* **PROVIDED TEXT**
--------------------

# Noise from rear...



## Justice (Oct 9, 2005)

There was a thread started by someone else who had a popping or cracking type noise coming from the passenger rear wheel area, and they wanted an update from me as I had a similar problem.

I've gotten a resolution for my problem, and it may be the same for others. Reference the other thread here. I got lucky, and took my car to Glendale Pontiac. When I called on the phone I talked to Jamie, and very carefully explained my frustration with the other dealers I've experienced with this issue. She was very helpful and even got tech to go take a ride in the car with me so I could point out the noise. Turns out, it was exactly what I said the problem was, the crossmember bushing. The tech took the suspension apart, agreed with conclusion and ordered a replacement crossmember for me. After he put it back together, the noise is gone! I think I had a lazy mechanic the previous time when I had the Thunk-in-the-trunk tsb done, and didn't tighten down everything properly. But anyhow, The crossmember hasn't been installed yet, but I'll let them replace it as I *can* hear the noise if I turn off the AC and stereo, and strian to hear a small *tick* noise now, where it used to be a full blown *pop* or *crack* noise that could be heard with the stereo blasting.

--------------------

(Position identification records)
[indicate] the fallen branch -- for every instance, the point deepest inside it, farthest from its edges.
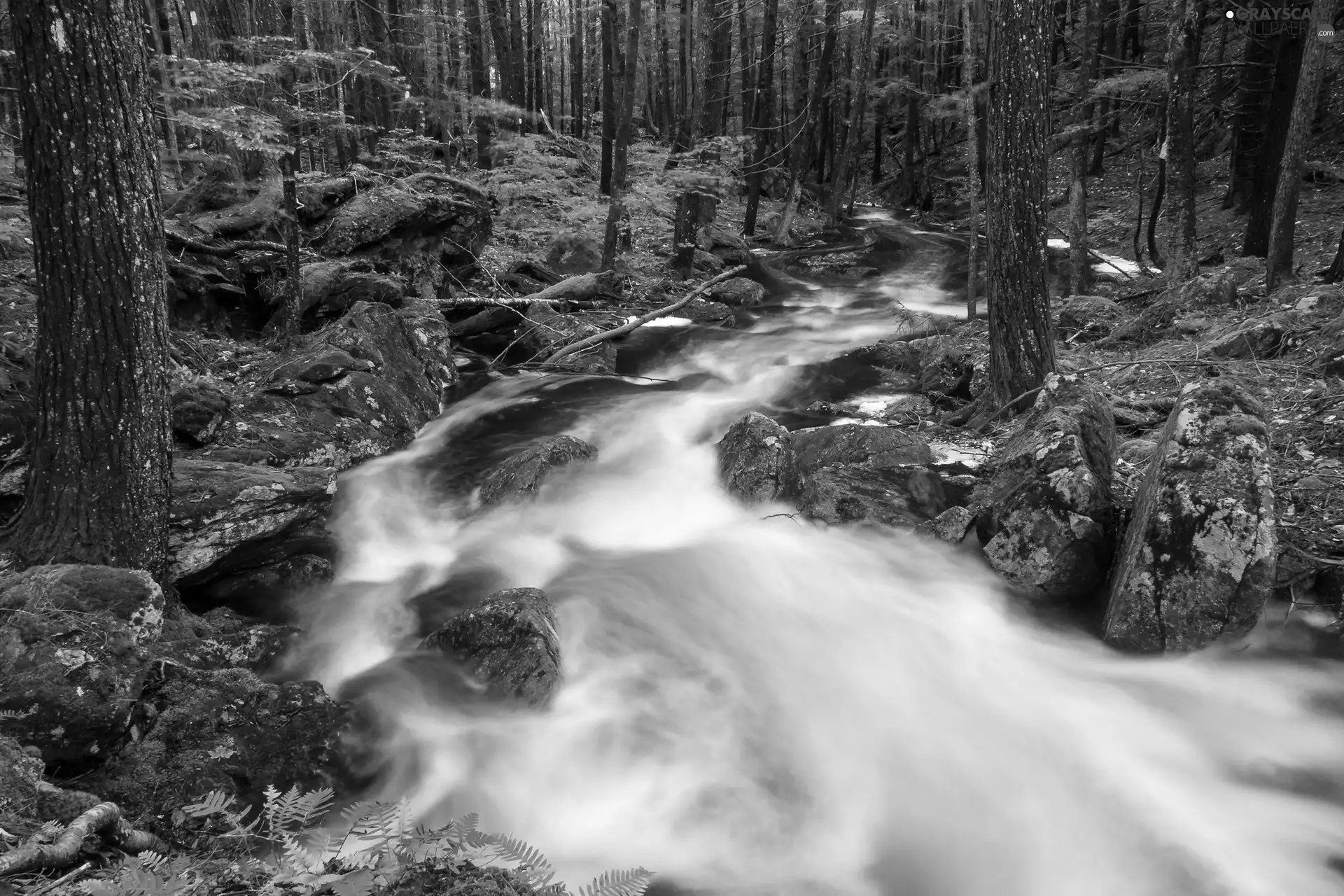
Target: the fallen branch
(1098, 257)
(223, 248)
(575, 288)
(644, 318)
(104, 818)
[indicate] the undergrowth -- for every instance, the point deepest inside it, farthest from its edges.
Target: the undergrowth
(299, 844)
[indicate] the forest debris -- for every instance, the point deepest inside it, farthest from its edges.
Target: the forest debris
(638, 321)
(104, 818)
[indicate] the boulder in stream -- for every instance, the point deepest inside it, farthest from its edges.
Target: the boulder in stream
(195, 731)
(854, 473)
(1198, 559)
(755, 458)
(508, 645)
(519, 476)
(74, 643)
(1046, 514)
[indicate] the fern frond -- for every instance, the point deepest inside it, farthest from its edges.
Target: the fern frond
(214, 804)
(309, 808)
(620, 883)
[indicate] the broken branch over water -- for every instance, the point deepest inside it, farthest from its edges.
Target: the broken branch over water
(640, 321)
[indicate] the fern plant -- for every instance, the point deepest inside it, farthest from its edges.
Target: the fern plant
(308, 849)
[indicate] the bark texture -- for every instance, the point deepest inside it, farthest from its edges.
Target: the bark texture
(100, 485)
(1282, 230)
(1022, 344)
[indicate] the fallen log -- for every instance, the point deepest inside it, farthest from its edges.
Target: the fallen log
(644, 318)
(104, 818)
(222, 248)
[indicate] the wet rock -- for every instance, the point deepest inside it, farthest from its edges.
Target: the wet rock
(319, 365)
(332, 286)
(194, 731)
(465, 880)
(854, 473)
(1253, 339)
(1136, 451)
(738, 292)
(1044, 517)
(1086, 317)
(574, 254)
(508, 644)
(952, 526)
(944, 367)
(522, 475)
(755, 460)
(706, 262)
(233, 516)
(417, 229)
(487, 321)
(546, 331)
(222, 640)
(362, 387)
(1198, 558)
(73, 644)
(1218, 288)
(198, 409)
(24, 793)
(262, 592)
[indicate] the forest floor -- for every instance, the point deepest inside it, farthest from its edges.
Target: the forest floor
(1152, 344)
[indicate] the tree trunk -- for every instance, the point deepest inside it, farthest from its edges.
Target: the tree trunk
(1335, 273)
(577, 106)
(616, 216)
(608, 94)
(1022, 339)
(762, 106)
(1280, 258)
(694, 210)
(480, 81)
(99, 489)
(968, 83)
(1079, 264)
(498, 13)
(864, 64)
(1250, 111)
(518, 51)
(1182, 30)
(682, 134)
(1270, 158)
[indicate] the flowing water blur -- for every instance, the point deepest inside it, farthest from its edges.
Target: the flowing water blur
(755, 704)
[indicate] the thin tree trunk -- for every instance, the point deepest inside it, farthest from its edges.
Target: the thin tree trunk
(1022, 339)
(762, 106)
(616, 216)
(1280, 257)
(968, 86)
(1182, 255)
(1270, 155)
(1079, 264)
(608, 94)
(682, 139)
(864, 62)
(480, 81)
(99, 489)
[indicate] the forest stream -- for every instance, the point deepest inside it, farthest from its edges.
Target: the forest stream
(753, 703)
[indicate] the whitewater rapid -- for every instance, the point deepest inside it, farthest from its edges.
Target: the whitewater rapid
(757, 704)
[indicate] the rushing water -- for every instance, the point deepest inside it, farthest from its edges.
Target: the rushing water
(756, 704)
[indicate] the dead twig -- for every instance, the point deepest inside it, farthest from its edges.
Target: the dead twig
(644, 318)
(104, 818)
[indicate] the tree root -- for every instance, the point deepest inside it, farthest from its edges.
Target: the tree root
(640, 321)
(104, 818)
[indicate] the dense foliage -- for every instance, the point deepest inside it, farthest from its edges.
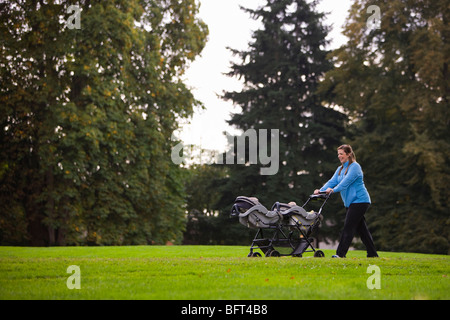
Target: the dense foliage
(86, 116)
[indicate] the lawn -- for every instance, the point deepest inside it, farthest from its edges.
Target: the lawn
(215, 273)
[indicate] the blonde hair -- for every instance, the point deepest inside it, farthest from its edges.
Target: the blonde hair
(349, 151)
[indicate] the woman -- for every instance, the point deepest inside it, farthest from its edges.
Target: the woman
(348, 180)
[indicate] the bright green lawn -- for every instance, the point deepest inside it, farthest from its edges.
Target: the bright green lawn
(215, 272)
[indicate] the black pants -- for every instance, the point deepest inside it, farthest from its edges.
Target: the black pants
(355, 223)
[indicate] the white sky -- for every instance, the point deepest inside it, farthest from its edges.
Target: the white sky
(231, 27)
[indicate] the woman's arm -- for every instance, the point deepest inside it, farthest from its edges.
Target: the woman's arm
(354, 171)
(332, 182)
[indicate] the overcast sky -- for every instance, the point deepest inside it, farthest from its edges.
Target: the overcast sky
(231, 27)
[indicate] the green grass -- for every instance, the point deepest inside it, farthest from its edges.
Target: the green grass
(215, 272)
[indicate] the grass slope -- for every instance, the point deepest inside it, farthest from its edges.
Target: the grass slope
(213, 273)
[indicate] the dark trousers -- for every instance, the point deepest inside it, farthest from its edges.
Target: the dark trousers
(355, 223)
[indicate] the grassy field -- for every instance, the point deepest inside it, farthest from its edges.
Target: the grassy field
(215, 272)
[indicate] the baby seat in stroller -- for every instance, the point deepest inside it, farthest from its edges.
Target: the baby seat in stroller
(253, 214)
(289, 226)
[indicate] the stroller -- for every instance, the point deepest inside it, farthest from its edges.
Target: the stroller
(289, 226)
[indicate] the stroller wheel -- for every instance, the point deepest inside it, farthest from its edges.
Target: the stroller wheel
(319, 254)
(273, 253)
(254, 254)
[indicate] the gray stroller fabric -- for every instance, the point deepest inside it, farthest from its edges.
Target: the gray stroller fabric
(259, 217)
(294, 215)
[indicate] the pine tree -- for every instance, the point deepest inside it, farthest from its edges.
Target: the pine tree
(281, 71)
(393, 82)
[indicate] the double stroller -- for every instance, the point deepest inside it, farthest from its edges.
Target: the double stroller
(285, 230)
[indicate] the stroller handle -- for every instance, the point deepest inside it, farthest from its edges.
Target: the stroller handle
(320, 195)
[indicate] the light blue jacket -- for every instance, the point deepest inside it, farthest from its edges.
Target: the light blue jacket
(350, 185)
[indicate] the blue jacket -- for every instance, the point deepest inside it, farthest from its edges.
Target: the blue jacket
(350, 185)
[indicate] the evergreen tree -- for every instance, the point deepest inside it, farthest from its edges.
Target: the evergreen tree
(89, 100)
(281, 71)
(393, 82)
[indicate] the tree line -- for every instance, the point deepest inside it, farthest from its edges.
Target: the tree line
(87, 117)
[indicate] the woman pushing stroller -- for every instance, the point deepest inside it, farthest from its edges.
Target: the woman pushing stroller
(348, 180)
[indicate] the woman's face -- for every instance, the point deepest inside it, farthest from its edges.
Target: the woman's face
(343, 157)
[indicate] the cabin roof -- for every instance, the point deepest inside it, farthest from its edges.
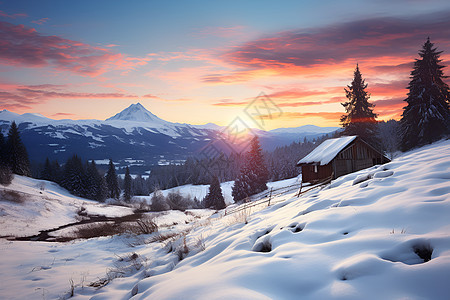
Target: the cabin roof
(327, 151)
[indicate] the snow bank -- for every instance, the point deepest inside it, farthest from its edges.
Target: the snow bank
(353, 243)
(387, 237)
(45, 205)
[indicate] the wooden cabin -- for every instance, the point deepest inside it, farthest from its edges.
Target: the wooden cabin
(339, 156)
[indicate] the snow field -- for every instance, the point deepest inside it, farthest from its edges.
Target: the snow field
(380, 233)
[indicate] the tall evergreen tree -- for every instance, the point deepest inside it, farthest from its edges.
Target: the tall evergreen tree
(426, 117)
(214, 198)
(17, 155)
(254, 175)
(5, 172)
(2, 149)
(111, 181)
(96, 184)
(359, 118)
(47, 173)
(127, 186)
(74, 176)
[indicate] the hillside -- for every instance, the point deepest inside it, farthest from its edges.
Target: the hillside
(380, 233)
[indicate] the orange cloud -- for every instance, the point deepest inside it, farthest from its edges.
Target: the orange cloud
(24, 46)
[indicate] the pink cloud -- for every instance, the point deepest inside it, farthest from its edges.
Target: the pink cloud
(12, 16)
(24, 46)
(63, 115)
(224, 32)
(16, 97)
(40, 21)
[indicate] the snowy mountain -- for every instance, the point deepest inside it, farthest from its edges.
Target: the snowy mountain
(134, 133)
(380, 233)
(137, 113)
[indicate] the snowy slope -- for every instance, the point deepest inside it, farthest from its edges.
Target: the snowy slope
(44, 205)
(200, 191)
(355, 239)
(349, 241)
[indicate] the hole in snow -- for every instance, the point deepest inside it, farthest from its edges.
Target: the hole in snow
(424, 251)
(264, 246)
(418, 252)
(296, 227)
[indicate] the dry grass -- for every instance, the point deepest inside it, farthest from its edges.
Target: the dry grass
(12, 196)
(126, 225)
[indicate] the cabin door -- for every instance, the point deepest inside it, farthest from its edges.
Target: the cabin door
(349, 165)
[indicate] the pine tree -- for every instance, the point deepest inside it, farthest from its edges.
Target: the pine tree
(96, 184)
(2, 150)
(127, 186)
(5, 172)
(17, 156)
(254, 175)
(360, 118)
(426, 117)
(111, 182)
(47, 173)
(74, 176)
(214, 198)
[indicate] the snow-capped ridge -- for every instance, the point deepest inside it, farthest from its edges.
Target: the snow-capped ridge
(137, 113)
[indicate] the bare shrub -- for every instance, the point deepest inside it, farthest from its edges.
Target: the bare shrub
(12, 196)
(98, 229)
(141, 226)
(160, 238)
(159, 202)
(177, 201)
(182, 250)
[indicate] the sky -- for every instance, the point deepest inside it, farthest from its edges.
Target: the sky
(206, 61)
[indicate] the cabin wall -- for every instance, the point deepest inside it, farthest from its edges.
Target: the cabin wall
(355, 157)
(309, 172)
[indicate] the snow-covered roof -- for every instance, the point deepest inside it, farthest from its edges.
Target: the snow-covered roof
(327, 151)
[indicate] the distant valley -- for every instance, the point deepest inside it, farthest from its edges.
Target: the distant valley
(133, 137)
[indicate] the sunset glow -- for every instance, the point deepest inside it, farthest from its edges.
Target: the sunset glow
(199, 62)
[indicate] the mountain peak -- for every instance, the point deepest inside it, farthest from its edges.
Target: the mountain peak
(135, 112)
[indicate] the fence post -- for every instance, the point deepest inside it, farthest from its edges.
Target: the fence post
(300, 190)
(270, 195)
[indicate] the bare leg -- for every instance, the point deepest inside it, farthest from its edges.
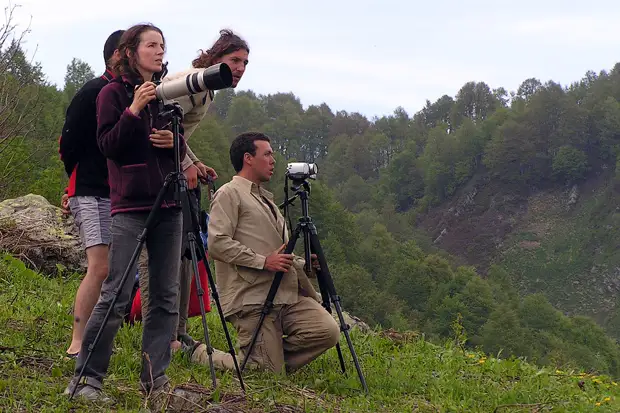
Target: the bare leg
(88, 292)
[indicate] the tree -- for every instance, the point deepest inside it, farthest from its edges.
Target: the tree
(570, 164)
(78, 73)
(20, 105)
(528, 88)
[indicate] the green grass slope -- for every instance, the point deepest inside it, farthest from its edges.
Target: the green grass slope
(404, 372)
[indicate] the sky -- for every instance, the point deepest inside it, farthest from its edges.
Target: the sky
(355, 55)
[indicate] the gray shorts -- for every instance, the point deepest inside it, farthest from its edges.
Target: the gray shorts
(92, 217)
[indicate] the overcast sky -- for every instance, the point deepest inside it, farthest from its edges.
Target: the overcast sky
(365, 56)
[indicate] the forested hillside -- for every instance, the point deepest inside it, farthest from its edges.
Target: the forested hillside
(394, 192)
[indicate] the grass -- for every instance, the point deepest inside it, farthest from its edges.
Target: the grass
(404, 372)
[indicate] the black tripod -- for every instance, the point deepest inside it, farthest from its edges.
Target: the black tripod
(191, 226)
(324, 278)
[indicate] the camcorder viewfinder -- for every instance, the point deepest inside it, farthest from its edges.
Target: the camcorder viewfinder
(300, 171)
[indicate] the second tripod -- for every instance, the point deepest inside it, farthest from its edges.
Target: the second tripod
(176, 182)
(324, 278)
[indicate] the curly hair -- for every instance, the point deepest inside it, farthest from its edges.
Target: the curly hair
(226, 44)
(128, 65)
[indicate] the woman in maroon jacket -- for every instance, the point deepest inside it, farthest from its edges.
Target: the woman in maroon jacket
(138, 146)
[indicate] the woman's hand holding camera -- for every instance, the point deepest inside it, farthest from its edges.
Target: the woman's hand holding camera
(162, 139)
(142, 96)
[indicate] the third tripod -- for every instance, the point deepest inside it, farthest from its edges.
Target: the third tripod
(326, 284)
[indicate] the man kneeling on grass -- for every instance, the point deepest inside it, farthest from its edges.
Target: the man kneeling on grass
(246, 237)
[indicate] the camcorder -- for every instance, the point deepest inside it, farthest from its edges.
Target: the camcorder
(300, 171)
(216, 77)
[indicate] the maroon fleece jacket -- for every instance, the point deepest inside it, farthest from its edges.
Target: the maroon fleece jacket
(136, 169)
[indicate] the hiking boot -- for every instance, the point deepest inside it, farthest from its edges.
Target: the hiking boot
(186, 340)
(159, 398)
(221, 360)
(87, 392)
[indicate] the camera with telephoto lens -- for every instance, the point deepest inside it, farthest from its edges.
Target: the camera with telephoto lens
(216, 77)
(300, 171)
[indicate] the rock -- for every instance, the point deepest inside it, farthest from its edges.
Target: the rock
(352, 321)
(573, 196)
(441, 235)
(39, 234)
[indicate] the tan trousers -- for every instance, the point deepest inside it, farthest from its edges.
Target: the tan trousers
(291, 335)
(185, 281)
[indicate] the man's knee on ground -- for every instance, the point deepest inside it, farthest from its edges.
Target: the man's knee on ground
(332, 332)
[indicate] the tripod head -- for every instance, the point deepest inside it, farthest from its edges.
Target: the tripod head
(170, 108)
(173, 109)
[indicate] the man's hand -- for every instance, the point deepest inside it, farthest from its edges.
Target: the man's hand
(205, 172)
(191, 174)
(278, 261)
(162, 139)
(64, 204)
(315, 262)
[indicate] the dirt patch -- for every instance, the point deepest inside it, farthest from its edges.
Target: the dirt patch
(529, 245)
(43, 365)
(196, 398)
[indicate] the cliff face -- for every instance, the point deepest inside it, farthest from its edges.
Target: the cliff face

--------------------

* **WHAT TO DO**
Quote the entire forum thread about the noise from the rear word for word. These rows were taken from a separate source.

* **RIGHT ANSWER**
# Noise from rear...



## Justice (Oct 9, 2005)

There was a thread started by someone else who had a popping or cracking type noise coming from the passenger rear wheel area, and they wanted an update from me as I had a similar problem.

I've gotten a resolution for my problem, and it may be the same for others. Reference the other thread here. I got lucky, and took my car to Glendale Pontiac. When I called on the phone I talked to Jamie, and very carefully explained my frustration with the other dealers I've experienced with this issue. She was very helpful and even got tech to go take a ride in the car with me so I could point out the noise. Turns out, it was exactly what I said the problem was, the crossmember bushing. The tech took the suspension apart, agreed with conclusion and ordered a replacement crossmember for me. After he put it back together, the noise is gone! I think I had a lazy mechanic the previous time when I had the Thunk-in-the-trunk tsb done, and didn't tighten down everything properly. But anyhow, The crossmember hasn't been installed yet, but I'll let them replace it as I *can* hear the noise if I turn off the AC and stereo, and strian to hear a small *tick* noise now, where it used to be a full blown *pop* or *crack* noise that could be heard with the stereo blasting.